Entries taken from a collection
•••••
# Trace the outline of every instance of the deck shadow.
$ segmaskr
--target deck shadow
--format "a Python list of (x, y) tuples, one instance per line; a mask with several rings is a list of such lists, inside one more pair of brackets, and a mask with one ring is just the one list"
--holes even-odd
•••••
TASK TO CARRY OUT: All of the data above should be output exactly.

REPLY TO THE EXERCISE:
# Trace the outline of every instance of the deck shadow.
$ segmaskr
--target deck shadow
--format "a Python list of (x, y) tuples, one instance per line; a mask with several rings is a list of such lists, inside one more pair of brackets, and a mask with one ring is just the one list"
--holes even-odd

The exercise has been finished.